▸ **Action item**:
Set down the entries exactly. No line may differ from its source.

Supplied entries section start

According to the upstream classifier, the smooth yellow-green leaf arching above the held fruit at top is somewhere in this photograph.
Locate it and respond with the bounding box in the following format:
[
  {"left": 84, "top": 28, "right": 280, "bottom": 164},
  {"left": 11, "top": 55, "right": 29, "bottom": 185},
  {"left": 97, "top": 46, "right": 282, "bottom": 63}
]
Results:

Supplied entries section end

▸ **Expected answer**:
According to the upstream classifier, the smooth yellow-green leaf arching above the held fruit at top is somewhere in this photograph.
Locate it and respond with the bounding box in the following format:
[
  {"left": 84, "top": 28, "right": 280, "bottom": 164},
  {"left": 11, "top": 55, "right": 29, "bottom": 185},
  {"left": 97, "top": 46, "right": 282, "bottom": 63}
]
Results:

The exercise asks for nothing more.